:: WORK TO COMPLETE ::
Gather each line in the items below that contains the string "adjacent", and copy those lines in full. Case counts when matching.

:: Segmentation labeling items ::

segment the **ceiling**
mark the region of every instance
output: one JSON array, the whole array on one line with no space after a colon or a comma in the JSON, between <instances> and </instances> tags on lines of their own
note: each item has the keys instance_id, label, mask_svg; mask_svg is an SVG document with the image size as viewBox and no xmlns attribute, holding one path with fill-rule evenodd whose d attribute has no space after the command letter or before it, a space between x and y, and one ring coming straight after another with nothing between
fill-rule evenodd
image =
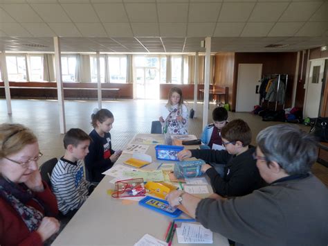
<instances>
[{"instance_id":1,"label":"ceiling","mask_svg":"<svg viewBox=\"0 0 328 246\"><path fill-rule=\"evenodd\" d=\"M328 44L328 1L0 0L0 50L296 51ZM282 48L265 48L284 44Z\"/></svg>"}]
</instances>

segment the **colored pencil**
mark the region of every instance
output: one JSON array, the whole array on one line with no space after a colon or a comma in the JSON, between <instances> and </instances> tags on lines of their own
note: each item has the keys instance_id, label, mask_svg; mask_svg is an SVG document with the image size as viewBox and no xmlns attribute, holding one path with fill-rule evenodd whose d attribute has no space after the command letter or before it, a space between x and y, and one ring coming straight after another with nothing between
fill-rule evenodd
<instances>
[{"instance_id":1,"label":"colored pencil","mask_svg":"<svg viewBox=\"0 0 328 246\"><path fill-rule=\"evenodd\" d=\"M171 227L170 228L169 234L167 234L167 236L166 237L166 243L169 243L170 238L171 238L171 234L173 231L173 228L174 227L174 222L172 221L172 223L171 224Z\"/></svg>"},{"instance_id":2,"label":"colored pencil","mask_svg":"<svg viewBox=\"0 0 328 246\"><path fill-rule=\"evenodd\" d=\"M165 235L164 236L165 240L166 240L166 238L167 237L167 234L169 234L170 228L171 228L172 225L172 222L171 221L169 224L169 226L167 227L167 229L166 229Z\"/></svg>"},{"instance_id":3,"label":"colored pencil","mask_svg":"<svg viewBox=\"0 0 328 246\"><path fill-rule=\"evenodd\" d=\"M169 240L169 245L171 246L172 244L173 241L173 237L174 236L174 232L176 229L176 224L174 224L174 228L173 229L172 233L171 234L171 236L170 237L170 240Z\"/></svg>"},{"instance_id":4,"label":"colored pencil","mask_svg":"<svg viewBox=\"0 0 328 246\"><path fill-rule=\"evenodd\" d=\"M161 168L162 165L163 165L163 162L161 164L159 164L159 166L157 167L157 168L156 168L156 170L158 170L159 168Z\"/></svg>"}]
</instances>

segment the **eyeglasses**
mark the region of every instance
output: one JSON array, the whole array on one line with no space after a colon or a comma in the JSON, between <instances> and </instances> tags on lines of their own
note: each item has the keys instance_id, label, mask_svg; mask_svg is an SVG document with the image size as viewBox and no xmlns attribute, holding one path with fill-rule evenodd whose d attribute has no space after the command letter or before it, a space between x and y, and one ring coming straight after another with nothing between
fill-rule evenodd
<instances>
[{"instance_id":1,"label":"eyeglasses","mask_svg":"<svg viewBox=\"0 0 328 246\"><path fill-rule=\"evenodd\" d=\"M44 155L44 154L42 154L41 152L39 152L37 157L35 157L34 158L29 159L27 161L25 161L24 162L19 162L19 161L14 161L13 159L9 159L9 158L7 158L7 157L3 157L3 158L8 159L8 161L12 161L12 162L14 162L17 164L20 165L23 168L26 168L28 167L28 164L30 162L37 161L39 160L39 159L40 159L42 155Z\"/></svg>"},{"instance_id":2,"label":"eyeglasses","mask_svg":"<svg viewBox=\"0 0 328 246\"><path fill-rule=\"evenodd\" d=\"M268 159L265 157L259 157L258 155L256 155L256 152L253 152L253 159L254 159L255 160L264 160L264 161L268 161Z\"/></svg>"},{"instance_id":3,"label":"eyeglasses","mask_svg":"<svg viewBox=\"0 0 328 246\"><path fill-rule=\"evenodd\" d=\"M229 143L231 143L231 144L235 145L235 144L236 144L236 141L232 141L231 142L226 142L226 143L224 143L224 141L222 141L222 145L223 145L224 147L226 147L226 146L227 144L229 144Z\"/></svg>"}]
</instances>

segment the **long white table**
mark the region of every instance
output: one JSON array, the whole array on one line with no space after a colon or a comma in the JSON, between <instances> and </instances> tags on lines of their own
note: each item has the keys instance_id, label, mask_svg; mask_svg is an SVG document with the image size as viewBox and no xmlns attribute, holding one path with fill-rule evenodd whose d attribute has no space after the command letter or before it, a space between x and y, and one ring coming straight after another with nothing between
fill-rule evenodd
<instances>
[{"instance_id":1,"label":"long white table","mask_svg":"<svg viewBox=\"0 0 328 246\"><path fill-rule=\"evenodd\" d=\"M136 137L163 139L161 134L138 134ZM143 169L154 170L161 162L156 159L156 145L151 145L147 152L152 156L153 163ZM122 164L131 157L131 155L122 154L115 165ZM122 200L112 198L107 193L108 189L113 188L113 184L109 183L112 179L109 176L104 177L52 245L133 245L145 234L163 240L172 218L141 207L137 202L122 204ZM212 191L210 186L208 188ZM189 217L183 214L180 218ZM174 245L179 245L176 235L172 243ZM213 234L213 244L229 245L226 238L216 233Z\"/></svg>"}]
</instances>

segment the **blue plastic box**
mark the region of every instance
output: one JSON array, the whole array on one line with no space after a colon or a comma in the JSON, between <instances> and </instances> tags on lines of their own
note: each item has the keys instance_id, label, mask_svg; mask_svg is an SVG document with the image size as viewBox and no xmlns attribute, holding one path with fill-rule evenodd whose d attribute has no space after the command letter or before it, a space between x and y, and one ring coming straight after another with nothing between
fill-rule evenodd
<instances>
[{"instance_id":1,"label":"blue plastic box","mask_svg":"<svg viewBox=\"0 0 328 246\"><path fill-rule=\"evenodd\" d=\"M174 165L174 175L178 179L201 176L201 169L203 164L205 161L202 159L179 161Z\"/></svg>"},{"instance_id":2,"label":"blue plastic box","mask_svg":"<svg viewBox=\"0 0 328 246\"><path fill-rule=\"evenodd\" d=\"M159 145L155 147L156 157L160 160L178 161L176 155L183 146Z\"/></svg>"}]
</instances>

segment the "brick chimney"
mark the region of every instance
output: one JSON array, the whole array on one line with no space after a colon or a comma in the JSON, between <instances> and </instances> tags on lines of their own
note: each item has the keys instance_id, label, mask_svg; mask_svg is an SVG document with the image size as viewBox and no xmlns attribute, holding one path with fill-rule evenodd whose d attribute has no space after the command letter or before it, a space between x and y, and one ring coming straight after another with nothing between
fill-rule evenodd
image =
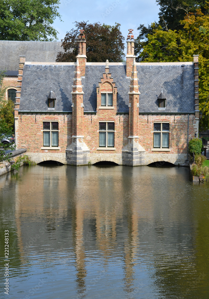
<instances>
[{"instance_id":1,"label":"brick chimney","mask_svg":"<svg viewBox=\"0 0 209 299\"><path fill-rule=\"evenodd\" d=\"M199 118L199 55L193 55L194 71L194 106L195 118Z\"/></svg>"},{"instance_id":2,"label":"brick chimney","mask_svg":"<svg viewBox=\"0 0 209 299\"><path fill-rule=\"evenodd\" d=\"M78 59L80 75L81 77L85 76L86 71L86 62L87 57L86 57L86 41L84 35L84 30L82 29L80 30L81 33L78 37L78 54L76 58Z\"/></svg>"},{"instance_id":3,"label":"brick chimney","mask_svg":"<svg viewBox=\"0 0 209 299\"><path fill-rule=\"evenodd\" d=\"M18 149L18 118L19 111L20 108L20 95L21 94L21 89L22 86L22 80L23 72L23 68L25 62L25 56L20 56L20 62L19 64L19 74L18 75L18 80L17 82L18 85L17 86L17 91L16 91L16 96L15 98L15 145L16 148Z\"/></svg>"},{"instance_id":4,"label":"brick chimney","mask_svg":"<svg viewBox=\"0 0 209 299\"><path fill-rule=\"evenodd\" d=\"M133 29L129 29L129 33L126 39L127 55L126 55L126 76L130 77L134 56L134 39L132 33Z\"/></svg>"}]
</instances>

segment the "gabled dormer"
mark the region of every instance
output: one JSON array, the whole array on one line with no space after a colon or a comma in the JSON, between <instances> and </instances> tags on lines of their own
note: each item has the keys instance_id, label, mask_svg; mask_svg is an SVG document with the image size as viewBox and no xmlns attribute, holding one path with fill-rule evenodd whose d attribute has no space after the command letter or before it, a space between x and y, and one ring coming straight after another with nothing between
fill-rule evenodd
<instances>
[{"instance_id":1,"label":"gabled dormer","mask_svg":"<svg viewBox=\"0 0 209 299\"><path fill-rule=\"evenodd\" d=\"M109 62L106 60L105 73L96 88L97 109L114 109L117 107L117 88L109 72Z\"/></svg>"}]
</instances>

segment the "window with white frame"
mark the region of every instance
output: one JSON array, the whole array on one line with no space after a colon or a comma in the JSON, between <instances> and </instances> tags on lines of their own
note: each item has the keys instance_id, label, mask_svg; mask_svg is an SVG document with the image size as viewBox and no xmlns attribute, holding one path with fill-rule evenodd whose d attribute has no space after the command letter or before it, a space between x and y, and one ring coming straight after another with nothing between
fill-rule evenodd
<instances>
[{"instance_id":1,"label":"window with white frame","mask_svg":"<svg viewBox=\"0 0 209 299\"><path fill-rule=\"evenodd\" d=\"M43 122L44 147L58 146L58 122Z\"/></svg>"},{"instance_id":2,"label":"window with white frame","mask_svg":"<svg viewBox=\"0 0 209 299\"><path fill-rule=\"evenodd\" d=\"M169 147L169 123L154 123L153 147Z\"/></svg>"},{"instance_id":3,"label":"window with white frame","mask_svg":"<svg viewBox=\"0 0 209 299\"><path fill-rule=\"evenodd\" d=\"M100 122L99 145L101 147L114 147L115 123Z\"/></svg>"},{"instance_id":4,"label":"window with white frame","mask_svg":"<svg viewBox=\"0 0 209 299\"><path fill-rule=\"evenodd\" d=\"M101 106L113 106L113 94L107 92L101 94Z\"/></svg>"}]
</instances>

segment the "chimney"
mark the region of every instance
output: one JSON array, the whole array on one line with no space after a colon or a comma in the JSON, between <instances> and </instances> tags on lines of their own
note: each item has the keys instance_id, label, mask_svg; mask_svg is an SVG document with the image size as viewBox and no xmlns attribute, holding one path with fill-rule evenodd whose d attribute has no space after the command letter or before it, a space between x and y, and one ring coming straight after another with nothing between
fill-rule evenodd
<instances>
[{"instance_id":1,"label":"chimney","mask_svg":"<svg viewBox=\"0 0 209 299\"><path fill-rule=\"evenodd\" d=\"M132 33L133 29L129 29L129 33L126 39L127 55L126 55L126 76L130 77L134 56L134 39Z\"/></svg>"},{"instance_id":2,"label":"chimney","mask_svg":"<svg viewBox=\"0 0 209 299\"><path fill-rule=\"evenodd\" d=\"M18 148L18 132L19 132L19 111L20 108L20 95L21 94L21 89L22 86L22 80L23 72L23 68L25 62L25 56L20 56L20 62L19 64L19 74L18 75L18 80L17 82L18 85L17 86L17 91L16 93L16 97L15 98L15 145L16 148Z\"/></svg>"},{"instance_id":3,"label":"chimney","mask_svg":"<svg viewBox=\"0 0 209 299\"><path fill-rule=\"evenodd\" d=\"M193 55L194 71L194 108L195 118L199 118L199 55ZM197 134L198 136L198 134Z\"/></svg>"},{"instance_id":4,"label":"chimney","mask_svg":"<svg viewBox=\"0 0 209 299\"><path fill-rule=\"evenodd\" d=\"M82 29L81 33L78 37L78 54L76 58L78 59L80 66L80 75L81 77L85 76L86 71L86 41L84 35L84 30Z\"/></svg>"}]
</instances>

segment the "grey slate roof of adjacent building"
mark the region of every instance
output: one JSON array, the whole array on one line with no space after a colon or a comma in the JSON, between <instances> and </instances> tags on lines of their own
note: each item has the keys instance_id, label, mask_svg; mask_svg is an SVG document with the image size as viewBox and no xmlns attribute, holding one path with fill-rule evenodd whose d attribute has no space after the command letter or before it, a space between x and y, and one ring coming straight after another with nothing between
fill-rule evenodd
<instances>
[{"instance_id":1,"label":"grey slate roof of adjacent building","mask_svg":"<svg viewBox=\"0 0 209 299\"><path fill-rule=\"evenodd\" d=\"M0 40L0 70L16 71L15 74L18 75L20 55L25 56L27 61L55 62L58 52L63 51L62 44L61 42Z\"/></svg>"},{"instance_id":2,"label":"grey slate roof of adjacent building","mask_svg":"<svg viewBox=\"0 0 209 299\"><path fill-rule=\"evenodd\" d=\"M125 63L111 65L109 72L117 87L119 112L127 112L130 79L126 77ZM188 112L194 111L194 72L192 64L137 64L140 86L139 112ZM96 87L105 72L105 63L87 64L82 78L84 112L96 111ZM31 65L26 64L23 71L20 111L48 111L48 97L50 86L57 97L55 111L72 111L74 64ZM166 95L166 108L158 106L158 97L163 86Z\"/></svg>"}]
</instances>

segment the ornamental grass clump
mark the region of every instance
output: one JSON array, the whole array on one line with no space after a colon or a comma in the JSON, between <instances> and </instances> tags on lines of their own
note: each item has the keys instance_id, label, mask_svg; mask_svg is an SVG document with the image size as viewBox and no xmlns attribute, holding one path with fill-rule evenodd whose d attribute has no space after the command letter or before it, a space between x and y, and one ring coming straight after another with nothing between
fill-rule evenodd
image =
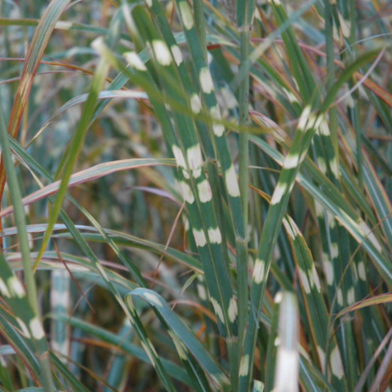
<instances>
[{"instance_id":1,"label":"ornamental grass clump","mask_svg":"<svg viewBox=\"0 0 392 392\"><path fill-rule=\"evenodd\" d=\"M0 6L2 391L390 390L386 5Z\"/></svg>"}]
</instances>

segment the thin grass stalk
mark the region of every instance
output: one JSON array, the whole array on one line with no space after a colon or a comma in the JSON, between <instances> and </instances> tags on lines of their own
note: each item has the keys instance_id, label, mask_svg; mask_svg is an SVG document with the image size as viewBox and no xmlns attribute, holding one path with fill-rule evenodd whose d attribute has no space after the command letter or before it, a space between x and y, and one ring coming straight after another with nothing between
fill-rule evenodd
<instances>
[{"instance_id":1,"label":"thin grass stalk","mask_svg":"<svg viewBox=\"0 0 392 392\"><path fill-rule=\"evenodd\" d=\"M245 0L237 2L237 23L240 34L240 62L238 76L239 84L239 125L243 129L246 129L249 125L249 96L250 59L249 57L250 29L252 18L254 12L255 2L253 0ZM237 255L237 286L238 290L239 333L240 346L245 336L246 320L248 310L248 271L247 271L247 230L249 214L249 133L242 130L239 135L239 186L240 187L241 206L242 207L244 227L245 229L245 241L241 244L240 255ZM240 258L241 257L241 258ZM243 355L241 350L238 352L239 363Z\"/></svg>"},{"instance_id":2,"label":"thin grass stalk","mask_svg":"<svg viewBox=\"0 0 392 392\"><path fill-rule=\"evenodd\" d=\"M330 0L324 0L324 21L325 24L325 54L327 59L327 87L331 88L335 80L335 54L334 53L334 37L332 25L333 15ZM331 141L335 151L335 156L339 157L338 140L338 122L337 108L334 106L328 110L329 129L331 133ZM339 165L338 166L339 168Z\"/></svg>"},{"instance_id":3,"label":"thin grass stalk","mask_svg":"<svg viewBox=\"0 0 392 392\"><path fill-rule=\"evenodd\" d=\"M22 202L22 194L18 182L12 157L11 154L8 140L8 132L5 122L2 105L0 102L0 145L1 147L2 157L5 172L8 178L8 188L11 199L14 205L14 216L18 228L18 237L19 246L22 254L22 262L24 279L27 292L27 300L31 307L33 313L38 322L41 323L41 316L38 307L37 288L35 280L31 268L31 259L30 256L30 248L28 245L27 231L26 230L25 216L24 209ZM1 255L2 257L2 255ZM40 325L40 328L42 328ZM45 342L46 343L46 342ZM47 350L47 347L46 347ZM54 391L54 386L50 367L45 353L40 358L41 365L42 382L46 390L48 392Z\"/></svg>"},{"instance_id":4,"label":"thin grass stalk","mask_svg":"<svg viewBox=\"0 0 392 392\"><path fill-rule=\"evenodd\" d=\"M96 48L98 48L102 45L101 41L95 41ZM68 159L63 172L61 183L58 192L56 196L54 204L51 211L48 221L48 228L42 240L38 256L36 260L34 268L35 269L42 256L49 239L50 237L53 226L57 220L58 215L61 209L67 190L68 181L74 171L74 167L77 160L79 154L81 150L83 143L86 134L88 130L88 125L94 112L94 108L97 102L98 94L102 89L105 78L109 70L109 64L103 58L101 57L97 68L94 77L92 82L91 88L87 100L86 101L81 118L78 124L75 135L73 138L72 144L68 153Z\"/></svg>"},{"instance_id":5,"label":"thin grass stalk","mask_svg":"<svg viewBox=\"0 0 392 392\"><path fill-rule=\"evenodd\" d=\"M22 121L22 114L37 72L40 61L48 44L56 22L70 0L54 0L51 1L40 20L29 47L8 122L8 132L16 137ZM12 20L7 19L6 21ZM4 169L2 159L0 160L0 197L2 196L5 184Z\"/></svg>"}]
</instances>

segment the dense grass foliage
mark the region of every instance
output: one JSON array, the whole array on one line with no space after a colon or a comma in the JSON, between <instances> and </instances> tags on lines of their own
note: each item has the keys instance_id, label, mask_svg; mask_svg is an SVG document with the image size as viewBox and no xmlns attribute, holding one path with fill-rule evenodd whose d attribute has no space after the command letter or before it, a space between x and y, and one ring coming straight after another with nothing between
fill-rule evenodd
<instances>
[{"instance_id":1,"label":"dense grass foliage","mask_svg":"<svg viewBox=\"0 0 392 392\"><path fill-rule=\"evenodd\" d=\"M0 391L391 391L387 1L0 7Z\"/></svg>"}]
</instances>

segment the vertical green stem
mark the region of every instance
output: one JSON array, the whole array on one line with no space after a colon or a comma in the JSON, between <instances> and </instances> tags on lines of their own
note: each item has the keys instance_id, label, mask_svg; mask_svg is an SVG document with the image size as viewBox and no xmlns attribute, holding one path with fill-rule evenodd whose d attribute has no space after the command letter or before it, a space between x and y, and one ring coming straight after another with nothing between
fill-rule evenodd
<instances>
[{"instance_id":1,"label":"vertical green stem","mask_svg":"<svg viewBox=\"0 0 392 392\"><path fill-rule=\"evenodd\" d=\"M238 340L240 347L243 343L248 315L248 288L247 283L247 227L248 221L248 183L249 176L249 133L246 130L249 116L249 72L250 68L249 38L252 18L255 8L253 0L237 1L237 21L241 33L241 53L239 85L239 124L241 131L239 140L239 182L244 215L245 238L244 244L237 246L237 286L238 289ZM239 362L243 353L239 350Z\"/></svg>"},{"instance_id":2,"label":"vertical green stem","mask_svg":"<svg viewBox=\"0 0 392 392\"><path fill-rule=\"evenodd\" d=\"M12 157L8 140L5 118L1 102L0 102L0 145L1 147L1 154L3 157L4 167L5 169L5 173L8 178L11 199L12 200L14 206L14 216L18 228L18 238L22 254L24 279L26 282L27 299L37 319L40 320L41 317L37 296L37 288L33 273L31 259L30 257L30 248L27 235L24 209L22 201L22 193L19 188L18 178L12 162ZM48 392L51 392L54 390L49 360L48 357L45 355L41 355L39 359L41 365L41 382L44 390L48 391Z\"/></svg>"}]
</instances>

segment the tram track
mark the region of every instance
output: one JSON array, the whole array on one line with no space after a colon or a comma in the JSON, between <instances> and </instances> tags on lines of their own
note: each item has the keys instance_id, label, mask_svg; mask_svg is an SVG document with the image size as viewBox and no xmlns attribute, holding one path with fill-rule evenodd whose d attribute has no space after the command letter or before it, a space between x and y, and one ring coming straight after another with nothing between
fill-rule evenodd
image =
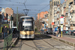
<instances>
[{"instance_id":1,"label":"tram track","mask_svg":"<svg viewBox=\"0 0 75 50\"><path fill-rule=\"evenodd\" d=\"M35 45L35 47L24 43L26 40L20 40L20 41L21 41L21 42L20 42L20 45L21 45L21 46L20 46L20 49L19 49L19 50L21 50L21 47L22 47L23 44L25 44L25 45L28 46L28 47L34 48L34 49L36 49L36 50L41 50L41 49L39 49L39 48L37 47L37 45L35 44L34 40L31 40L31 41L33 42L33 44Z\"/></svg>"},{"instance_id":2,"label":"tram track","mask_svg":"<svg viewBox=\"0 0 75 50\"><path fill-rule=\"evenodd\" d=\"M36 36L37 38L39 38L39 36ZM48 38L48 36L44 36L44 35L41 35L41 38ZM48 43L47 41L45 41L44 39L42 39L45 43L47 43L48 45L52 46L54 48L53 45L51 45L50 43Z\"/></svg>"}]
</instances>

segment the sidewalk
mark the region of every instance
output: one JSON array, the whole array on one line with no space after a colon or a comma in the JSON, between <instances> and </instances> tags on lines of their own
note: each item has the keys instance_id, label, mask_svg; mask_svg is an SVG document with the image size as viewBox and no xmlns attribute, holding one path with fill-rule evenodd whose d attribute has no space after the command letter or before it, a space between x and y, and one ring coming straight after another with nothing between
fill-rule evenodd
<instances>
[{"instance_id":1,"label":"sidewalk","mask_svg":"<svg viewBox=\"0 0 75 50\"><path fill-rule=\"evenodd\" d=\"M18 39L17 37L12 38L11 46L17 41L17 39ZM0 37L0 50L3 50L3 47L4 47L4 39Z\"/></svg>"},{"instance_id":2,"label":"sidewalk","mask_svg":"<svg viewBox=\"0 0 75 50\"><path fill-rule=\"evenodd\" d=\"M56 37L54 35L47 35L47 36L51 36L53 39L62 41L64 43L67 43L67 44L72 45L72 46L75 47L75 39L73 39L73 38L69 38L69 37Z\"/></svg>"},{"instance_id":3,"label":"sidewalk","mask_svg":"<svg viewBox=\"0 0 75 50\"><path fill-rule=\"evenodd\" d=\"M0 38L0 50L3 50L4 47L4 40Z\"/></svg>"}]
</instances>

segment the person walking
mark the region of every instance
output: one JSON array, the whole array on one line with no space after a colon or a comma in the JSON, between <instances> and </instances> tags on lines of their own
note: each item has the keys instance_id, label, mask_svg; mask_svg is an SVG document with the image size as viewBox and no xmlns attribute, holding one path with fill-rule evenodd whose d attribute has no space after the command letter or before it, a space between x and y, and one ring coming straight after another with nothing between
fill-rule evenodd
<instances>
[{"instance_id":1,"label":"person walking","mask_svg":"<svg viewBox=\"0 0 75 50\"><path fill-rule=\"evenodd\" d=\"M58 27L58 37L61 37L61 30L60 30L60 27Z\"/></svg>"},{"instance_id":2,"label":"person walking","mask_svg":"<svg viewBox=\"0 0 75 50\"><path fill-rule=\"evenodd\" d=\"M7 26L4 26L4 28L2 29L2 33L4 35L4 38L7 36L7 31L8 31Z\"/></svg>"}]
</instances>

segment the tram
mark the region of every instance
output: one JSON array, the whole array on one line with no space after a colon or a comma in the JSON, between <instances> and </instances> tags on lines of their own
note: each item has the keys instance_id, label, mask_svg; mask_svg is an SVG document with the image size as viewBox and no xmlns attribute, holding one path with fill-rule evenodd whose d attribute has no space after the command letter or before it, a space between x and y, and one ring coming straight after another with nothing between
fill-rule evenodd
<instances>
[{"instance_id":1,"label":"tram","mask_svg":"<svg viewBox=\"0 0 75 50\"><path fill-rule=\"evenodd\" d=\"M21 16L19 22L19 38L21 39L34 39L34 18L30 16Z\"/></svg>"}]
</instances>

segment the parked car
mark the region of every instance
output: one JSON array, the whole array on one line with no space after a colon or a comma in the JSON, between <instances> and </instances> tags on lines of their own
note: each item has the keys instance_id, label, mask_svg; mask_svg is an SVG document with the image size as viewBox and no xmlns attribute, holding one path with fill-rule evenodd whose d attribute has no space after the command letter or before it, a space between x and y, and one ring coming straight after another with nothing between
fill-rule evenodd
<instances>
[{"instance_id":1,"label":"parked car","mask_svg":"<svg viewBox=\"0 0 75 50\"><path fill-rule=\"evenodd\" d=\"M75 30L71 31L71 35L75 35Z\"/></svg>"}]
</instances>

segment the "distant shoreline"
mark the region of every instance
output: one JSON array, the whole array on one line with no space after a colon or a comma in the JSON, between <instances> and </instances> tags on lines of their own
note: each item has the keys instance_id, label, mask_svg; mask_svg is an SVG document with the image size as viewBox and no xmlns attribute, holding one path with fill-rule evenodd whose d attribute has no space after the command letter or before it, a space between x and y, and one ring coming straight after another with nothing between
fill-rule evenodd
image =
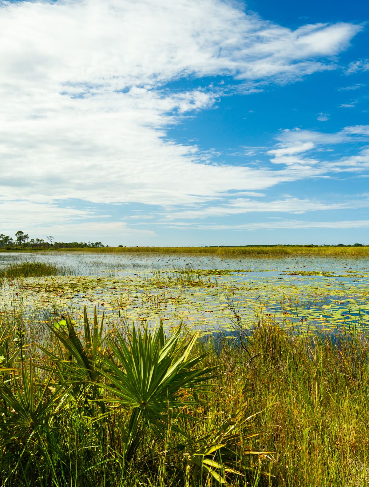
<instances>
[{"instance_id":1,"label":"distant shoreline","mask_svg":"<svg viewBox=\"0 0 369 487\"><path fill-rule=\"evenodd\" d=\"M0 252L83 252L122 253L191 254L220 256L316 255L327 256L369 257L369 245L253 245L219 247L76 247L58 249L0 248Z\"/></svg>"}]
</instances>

:: EXERCISE RESULT ::
segment the "grey slate roof of adjacent building"
[{"instance_id":1,"label":"grey slate roof of adjacent building","mask_svg":"<svg viewBox=\"0 0 209 299\"><path fill-rule=\"evenodd\" d=\"M0 40L0 70L16 71L15 74L18 75L20 55L25 56L27 61L55 62L58 52L63 51L62 44L61 42Z\"/></svg>"},{"instance_id":2,"label":"grey slate roof of adjacent building","mask_svg":"<svg viewBox=\"0 0 209 299\"><path fill-rule=\"evenodd\" d=\"M125 63L111 65L109 72L117 87L119 112L127 112L130 79L126 77ZM188 112L194 111L194 72L192 64L137 64L140 86L139 112ZM96 87L105 72L105 63L87 64L82 78L84 112L96 111ZM31 65L26 64L23 71L20 111L48 111L48 97L50 86L57 97L55 111L72 111L74 64ZM166 95L166 108L158 106L158 97L163 86Z\"/></svg>"}]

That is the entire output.